Data extract Block Start
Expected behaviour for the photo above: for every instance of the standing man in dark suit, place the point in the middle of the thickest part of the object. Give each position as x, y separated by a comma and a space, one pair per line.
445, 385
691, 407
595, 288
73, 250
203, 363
Data extract Block End
Problem to solve >> The records above need to be transcribed in full. Keep every character unchanged.

Task answer >>
Expected behaviour for the photo above: for every instance of the standing man in dark suit, place the point in the middle of the thickest part of the object. Give each position as x, y separated by a comma and a space, one pair per line.
445, 385
691, 407
595, 288
73, 250
203, 363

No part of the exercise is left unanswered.